[Records drawn from a dataset]
[Start of section]

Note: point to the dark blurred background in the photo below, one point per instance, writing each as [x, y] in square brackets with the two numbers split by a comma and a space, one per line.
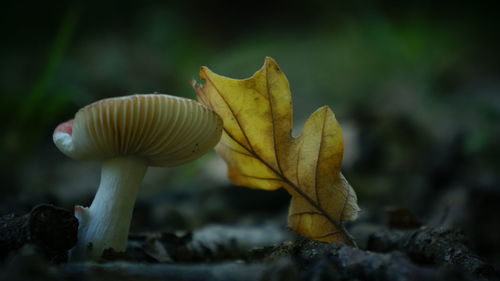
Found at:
[414, 85]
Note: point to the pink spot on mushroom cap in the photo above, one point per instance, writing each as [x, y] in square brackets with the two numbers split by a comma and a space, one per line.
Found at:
[66, 127]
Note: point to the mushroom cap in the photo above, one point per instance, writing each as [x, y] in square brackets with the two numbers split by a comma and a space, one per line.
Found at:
[162, 129]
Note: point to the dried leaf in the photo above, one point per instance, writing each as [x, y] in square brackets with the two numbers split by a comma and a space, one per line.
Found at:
[260, 151]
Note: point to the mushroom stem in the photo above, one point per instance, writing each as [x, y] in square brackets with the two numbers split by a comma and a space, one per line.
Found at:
[105, 224]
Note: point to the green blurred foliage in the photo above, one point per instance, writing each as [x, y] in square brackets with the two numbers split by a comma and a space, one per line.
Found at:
[373, 62]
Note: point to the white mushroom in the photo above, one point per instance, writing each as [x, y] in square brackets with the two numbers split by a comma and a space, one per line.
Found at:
[128, 134]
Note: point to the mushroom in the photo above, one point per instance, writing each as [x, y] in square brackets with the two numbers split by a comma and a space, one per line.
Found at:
[128, 134]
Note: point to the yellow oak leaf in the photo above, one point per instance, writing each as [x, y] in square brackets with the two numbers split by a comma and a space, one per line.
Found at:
[260, 151]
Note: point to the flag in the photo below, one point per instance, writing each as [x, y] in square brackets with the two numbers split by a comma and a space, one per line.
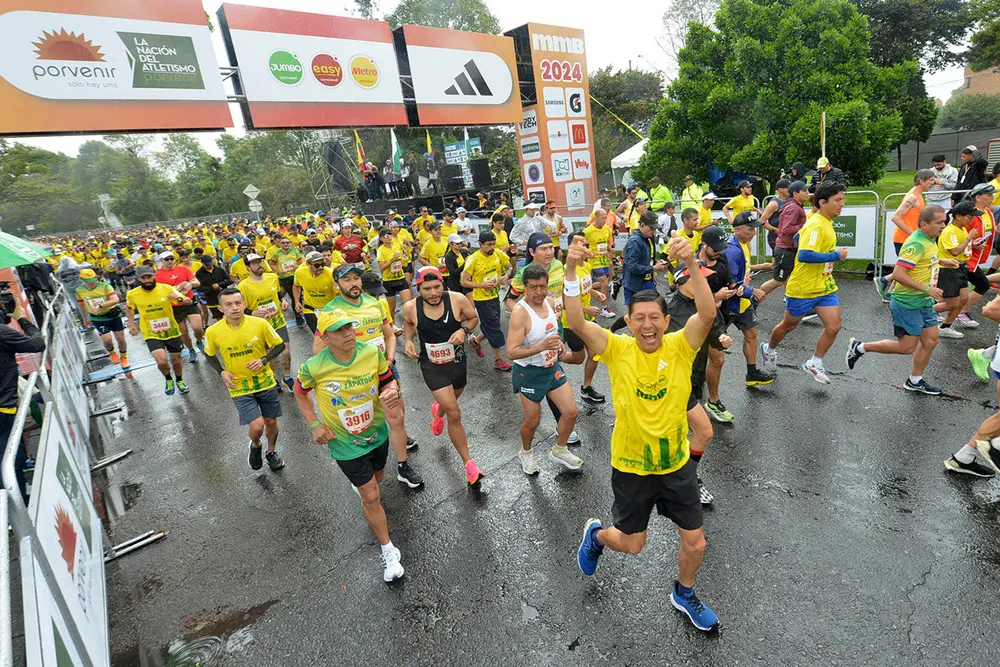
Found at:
[360, 150]
[397, 151]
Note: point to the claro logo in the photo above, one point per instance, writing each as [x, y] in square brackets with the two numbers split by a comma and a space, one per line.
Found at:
[557, 44]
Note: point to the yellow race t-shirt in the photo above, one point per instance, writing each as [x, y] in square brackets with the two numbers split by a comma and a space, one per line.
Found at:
[236, 346]
[156, 312]
[266, 296]
[650, 394]
[481, 268]
[808, 280]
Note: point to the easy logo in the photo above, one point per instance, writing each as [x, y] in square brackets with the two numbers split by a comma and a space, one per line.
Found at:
[285, 67]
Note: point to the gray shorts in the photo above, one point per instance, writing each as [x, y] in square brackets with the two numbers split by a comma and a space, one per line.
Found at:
[259, 404]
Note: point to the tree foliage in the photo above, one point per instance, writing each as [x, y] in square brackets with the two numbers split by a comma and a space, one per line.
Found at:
[807, 57]
[970, 112]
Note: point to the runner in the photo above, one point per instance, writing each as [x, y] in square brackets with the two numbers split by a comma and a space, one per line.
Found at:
[651, 383]
[375, 328]
[247, 345]
[352, 425]
[262, 296]
[912, 302]
[485, 271]
[535, 348]
[181, 277]
[314, 287]
[443, 320]
[154, 303]
[100, 305]
[811, 285]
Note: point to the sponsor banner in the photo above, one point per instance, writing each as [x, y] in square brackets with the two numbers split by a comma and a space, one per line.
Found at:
[561, 118]
[108, 66]
[312, 70]
[462, 78]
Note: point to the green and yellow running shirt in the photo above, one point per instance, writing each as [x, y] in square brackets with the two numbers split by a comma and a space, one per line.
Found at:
[348, 400]
[919, 254]
[236, 347]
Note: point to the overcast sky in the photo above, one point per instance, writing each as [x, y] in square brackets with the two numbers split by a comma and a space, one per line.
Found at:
[616, 35]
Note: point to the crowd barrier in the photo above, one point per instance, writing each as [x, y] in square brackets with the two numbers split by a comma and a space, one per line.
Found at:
[62, 543]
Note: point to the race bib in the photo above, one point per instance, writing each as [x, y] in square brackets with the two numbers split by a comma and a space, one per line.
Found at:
[440, 353]
[357, 419]
[160, 325]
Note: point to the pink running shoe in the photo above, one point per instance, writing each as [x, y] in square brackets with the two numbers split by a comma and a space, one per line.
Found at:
[437, 423]
[472, 472]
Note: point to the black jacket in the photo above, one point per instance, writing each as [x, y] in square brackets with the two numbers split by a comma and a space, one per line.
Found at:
[12, 342]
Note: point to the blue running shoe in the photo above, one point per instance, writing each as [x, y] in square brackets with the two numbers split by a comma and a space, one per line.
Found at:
[701, 616]
[590, 549]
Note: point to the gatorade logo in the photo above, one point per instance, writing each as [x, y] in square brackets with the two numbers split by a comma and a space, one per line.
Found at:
[285, 67]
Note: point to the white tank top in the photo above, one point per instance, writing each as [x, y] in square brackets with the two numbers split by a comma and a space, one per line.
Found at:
[541, 328]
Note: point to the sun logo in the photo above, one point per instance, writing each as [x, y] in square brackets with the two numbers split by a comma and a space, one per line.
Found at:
[64, 45]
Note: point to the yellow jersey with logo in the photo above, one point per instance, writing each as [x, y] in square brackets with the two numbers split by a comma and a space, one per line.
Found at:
[236, 346]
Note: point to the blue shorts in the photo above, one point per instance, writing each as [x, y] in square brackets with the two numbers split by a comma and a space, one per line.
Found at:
[911, 321]
[801, 307]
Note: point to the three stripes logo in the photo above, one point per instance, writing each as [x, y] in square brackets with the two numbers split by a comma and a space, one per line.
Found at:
[463, 85]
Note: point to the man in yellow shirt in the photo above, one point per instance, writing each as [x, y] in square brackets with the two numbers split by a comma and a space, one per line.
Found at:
[247, 344]
[650, 456]
[811, 285]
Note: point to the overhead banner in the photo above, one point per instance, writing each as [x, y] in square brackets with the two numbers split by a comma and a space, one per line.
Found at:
[109, 65]
[312, 70]
[554, 135]
[460, 78]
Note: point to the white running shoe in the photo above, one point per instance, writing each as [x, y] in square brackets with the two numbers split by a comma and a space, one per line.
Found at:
[817, 371]
[565, 457]
[393, 568]
[528, 463]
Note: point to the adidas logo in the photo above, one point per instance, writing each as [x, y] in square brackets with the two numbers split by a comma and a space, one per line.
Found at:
[465, 87]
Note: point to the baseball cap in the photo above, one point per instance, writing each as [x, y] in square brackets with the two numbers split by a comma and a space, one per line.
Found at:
[714, 238]
[965, 207]
[344, 269]
[426, 273]
[747, 219]
[334, 320]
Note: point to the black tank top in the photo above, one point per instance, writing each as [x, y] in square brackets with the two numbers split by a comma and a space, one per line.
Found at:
[437, 331]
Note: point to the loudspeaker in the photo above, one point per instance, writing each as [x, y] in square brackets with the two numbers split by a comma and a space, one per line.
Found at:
[481, 177]
[340, 172]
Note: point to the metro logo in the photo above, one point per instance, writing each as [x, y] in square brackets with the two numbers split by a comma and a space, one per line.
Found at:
[557, 44]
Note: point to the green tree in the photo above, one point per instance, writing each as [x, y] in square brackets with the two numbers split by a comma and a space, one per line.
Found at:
[970, 112]
[630, 94]
[467, 15]
[807, 57]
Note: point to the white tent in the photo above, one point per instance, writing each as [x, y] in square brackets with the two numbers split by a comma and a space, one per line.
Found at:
[621, 164]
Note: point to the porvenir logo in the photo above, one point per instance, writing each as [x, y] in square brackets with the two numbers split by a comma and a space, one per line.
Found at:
[364, 71]
[285, 67]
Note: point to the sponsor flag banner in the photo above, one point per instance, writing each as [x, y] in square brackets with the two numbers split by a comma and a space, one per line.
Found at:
[108, 65]
[312, 70]
[554, 134]
[461, 78]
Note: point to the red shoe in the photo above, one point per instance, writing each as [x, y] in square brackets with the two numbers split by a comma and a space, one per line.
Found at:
[437, 423]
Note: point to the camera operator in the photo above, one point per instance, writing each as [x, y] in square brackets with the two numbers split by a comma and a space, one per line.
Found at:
[12, 342]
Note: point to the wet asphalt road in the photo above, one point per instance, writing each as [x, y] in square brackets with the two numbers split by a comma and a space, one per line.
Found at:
[836, 538]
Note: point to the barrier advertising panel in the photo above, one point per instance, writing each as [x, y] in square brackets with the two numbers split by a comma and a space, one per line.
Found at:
[461, 78]
[555, 135]
[312, 70]
[108, 65]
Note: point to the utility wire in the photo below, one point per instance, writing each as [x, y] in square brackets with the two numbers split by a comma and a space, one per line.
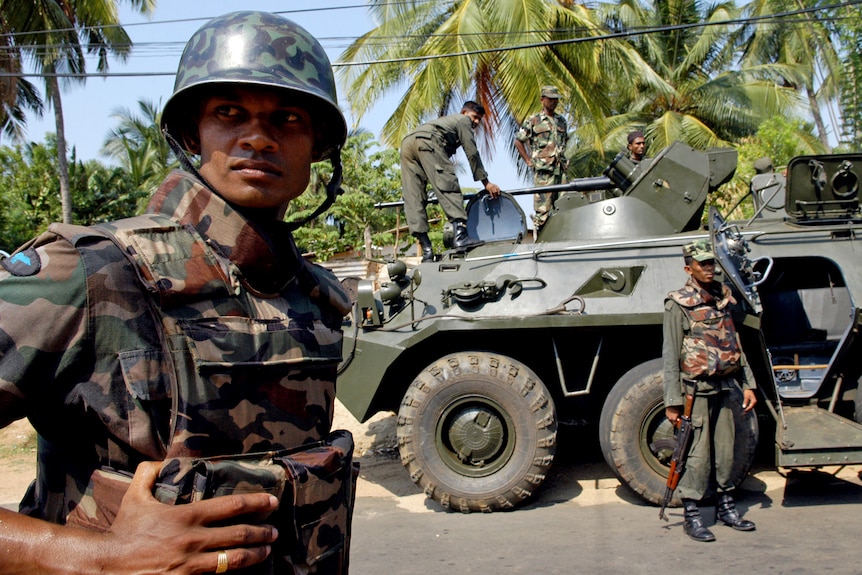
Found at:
[784, 18]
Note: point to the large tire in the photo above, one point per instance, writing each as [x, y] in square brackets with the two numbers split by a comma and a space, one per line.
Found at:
[637, 439]
[477, 431]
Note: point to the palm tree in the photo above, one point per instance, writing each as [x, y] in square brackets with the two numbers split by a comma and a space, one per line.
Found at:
[137, 144]
[17, 95]
[804, 49]
[57, 33]
[497, 52]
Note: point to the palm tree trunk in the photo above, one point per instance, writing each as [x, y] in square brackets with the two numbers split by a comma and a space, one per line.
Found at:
[62, 163]
[818, 118]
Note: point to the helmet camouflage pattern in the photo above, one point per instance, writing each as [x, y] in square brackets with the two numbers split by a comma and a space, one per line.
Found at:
[263, 49]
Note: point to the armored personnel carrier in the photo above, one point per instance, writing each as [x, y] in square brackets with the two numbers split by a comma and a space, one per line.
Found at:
[484, 353]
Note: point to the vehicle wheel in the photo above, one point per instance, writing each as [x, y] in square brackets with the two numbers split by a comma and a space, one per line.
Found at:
[637, 440]
[477, 431]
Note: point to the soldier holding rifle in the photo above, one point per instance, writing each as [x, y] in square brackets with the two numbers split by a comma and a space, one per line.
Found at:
[701, 348]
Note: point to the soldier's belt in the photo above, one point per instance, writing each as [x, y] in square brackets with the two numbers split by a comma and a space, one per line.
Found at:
[315, 484]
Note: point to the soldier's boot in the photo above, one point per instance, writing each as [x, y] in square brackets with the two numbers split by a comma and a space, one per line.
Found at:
[425, 244]
[727, 513]
[694, 526]
[462, 241]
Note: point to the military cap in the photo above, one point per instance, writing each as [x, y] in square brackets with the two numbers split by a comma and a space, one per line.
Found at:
[699, 250]
[550, 92]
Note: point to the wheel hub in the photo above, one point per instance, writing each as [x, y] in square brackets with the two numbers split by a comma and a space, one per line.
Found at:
[476, 435]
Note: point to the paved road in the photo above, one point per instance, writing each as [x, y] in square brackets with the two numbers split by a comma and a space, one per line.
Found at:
[583, 521]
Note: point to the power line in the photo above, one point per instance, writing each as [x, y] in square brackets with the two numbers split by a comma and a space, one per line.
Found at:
[786, 18]
[198, 19]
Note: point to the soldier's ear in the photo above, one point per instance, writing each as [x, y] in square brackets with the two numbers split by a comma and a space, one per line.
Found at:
[191, 141]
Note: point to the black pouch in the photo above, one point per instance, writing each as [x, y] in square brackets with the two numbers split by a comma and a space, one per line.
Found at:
[315, 483]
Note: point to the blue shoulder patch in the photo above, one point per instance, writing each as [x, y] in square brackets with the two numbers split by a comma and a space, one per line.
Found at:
[22, 264]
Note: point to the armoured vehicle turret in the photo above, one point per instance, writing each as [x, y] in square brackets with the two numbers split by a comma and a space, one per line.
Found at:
[482, 354]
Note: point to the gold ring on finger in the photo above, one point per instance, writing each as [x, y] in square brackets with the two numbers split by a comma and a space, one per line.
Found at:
[222, 562]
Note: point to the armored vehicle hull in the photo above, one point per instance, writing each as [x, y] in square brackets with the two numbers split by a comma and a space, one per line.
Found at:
[482, 354]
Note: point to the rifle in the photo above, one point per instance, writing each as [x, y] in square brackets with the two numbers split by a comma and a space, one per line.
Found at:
[680, 453]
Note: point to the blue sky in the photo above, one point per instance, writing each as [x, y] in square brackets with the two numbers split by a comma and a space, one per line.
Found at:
[87, 109]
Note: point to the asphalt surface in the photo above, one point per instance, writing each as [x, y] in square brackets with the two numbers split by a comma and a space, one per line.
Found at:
[583, 521]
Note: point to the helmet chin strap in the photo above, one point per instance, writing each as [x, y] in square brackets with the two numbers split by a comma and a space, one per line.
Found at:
[333, 188]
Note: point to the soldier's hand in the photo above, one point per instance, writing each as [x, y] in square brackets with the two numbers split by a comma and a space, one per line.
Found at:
[493, 189]
[151, 537]
[749, 399]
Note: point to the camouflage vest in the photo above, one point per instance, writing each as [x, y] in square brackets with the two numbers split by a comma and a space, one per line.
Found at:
[246, 373]
[710, 347]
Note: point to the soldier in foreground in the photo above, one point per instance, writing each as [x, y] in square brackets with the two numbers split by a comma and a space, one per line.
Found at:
[702, 357]
[546, 135]
[196, 330]
[426, 158]
[636, 146]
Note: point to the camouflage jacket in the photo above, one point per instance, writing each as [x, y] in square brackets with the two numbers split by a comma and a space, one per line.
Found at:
[450, 133]
[547, 137]
[700, 342]
[209, 336]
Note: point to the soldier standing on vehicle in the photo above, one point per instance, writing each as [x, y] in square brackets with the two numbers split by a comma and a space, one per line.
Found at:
[195, 330]
[546, 135]
[426, 158]
[702, 355]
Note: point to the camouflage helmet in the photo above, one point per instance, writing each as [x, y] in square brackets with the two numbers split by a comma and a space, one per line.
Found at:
[258, 48]
[698, 250]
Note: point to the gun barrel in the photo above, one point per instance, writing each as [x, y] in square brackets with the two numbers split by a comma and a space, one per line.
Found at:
[577, 185]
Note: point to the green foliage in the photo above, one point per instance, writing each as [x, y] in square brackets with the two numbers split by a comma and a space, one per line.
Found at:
[779, 139]
[370, 175]
[139, 147]
[30, 192]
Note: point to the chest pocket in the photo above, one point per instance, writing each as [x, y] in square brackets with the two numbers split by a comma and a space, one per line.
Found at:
[710, 348]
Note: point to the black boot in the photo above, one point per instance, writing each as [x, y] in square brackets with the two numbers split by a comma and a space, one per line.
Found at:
[425, 244]
[726, 512]
[694, 526]
[462, 240]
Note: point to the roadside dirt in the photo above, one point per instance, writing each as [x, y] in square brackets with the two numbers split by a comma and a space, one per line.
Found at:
[374, 439]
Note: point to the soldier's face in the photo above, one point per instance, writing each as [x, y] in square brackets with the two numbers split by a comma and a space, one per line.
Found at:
[702, 272]
[256, 146]
[475, 118]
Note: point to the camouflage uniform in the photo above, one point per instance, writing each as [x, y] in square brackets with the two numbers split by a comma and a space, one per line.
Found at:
[426, 157]
[701, 344]
[208, 337]
[547, 137]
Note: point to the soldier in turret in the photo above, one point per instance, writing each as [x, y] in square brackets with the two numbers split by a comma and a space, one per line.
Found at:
[195, 330]
[702, 355]
[541, 142]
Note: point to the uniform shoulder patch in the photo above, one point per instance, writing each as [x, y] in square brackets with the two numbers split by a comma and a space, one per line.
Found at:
[22, 264]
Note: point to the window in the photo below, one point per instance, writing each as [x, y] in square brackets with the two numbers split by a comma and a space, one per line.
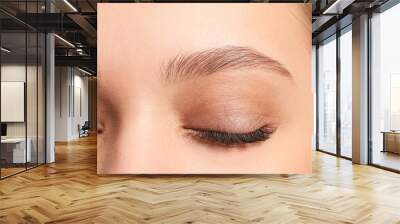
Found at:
[346, 92]
[385, 88]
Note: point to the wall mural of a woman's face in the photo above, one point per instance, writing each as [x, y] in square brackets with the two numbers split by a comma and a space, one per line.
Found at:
[204, 88]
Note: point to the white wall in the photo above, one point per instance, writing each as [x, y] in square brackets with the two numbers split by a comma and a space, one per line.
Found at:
[70, 83]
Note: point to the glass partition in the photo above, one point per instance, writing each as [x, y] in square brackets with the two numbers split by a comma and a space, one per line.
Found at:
[385, 89]
[346, 92]
[14, 153]
[22, 88]
[327, 95]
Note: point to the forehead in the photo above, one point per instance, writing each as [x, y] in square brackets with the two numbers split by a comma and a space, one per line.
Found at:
[138, 38]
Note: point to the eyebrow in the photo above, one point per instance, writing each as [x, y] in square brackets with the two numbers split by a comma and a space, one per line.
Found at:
[207, 62]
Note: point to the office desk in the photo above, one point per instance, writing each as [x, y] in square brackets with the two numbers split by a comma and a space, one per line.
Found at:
[391, 141]
[13, 150]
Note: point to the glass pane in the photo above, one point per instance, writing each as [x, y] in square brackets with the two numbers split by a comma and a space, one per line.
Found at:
[13, 90]
[41, 98]
[386, 89]
[346, 94]
[327, 96]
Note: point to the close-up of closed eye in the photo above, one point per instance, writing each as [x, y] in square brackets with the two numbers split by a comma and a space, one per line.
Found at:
[230, 139]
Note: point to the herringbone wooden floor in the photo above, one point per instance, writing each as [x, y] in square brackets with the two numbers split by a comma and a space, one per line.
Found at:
[70, 191]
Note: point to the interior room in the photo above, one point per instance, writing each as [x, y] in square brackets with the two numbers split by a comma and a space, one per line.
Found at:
[51, 92]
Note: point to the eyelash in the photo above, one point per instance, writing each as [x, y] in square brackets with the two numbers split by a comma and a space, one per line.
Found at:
[232, 139]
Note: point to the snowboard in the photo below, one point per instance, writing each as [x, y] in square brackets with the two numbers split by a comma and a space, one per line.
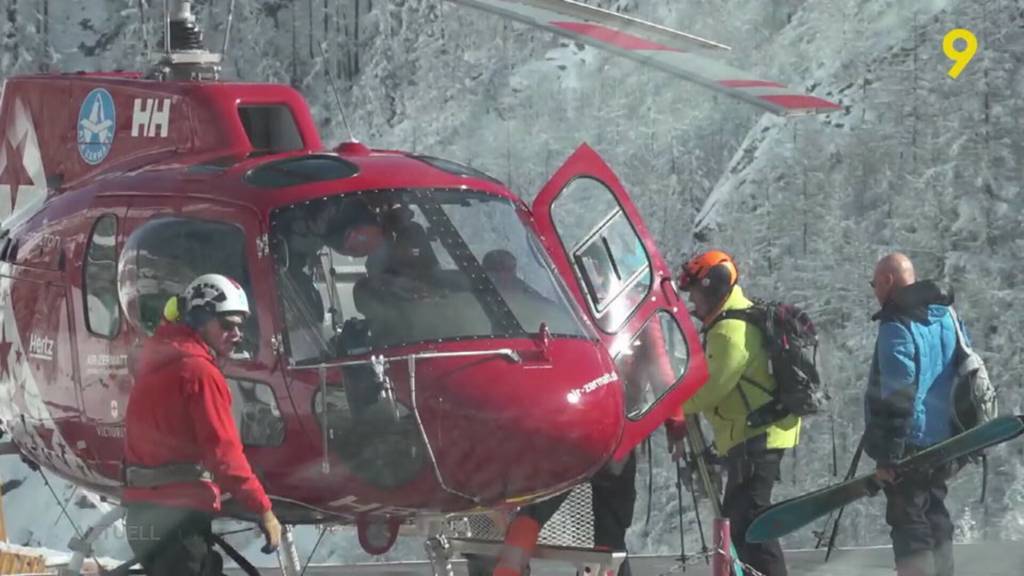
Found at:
[792, 515]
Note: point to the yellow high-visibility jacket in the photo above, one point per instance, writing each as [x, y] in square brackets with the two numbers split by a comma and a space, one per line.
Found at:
[738, 382]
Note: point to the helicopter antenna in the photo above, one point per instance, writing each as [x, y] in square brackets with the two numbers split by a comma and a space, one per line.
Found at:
[337, 95]
[141, 26]
[167, 27]
[227, 30]
[184, 56]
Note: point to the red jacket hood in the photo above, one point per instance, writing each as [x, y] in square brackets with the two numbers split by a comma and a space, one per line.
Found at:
[171, 342]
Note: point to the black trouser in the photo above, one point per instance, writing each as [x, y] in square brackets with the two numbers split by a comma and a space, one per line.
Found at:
[922, 531]
[754, 469]
[169, 541]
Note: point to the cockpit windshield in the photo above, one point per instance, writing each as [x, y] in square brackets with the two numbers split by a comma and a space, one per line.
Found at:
[382, 269]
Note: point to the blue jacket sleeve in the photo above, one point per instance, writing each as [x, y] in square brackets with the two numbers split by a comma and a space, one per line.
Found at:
[897, 373]
[896, 360]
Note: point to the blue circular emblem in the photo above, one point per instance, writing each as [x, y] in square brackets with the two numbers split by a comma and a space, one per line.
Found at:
[96, 124]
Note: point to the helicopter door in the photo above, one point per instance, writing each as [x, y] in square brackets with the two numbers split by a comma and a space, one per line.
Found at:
[601, 247]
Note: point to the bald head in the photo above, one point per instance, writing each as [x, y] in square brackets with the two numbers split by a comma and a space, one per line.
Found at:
[893, 272]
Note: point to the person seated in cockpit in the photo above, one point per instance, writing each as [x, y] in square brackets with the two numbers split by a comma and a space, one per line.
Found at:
[398, 257]
[304, 240]
[399, 263]
[501, 266]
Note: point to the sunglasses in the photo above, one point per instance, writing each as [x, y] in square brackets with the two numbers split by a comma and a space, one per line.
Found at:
[228, 324]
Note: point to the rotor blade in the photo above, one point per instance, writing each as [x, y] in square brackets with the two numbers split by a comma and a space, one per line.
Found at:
[657, 46]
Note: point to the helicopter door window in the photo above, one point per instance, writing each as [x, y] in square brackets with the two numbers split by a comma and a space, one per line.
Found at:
[270, 128]
[163, 255]
[652, 363]
[608, 257]
[256, 413]
[100, 279]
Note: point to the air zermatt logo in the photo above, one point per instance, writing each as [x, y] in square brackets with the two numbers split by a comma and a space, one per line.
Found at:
[96, 120]
[23, 180]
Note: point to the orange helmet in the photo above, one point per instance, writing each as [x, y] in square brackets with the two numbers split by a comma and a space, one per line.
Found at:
[713, 266]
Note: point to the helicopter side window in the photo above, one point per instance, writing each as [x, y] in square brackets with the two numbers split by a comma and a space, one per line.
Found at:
[610, 262]
[652, 362]
[99, 279]
[270, 128]
[163, 255]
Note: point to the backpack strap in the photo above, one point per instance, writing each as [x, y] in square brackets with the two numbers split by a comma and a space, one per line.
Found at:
[961, 340]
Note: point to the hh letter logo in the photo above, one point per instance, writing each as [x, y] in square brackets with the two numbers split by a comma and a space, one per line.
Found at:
[151, 115]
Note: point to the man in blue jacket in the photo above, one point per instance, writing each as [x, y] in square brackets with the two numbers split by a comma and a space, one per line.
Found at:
[908, 409]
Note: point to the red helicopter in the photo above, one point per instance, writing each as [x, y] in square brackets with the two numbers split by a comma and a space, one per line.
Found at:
[474, 362]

[End of section]

Wherever the string "barrier" shows up in a line of the records, count that line once. Report the total alone.

2